Provided passage >>

********************

Thus equipped with a Tranquility, I embarked on my 75-mile week-long solo fishing trip and the beginning of my love-affair (sorry for this and any upcoming superlatives) with the Tranquility.

At 15 1/2 feet, this 33 lb. kevlar canoe is ultra-light. To my knowledge, it is lighter than any Bell, Wenonah, or Swift in its class. My back behaved nicely beneath its weight, so much so that I tackled one portage with both my backpack and the canoe at the same time.

My knees gave out and I launched the canoe onto some sharp rocks. The canoe appeared to be unscratched. (I am told this is because Souris River uses epoxy as opposed to weaker polyester variant- resins used by many manufacturers.)

The Tranquility was fast, and tracked very well. While I preferred to use the kayak paddle I brought, I was able to get 2-3 strokes per side with my elbow paddle. With the kayak paddle, I am quite sure the boat was almost as fast as my tandem with a decent paddler in the bow. I cannot say it is faster than the Prism, but it appears to be slightly more maneuverable.

With and without gear, this canoe was amazingly stable and dry. Once, while trolling in two-foot waves (without ballast), I fought two 3-4 lb. smallmouth simultaneously on separate rods. While I eventually lost both fish, it was not because I had to jettison pole for paddle. It's because I was stupid to fish with two poles.

I enjoyed the canoe so much that when I pulled out, I drove straight to the factory in Atikoken, where I custom ordered a Tranquility (and received a personal tour of the production process). At little exra cost, the company is now building the boat I rented but with a sliding seat and colored kevlar, such that I will not need the added weight (usually 5-6 lbs.) of gelcoat in order to have a green canoe. (To my knowledge, Souris River is the only manufacturer of color-impregnated kevlar canoes.)

In conclusion, I give the Tranquility my highest marks. I'm extremely excited to test it on Lake Michigan outside my new quarters at the Great Lakes Maritime Academy.

********************

(A block of data)
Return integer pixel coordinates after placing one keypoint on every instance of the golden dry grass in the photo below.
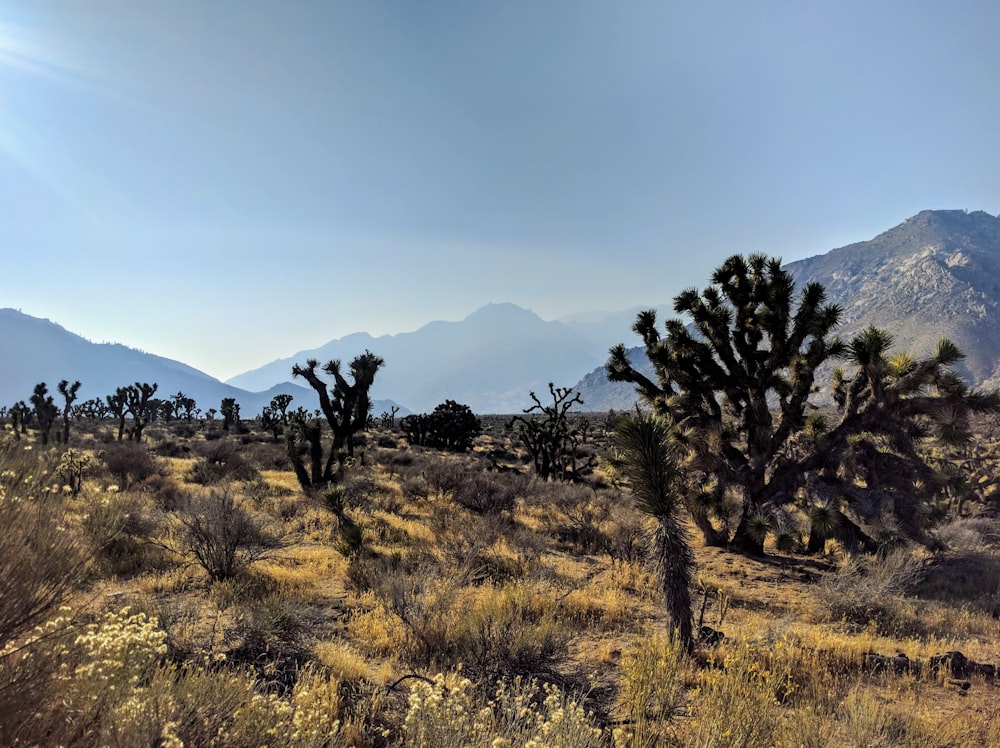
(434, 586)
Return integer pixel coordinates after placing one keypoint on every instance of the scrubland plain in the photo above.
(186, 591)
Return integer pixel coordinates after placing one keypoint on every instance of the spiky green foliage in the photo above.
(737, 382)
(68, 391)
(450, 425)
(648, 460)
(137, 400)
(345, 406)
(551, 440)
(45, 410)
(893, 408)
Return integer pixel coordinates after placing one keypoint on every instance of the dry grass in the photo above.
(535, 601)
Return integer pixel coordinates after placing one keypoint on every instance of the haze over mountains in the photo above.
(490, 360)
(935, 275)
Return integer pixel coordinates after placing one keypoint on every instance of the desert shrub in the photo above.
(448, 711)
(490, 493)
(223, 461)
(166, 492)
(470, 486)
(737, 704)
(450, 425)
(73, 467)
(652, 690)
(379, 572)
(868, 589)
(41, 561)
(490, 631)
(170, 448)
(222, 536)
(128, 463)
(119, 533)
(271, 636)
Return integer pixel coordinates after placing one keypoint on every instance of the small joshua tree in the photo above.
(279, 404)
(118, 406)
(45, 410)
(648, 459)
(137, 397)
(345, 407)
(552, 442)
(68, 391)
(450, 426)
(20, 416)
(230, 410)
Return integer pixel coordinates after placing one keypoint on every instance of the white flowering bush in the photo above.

********************

Task requirements >>
1: Using the canoe review, decide whether each statement agrees with the text: (a) the Tranquility weighs 33 lb., (b) the reviewer lost the two smallmouth because of having to switch from pole to paddle, and (c) the reviewer judged the Tranquility faster than the Prism. Answer yes or no for each and quote the words from the review that decide it.
2: According to the canoe review, why will the custom-ordered Tranquility not need gelcoat? Answer in one to three sentences.
3: List every canoe manufacturer named in the canoe review.

Full answers >>
1:
(a) Yes: "At 15 1/2 feet, this 33 lb. kevlar canoe is ultra-light."
(b) No: "While I eventually lost both fish, it was not because I had to jettison pole for paddle."
(c) No: "I cannot say it is faster than the Prism, but it appears to be slightly more maneuverable."

2: It is being built with colored kevlar. The reviewer can therefore have a green canoe without gelcoat and avoid its added weight, which is usually 5-6 lbs.

3:
- Bell
- Wenonah
- Swift
- Souris River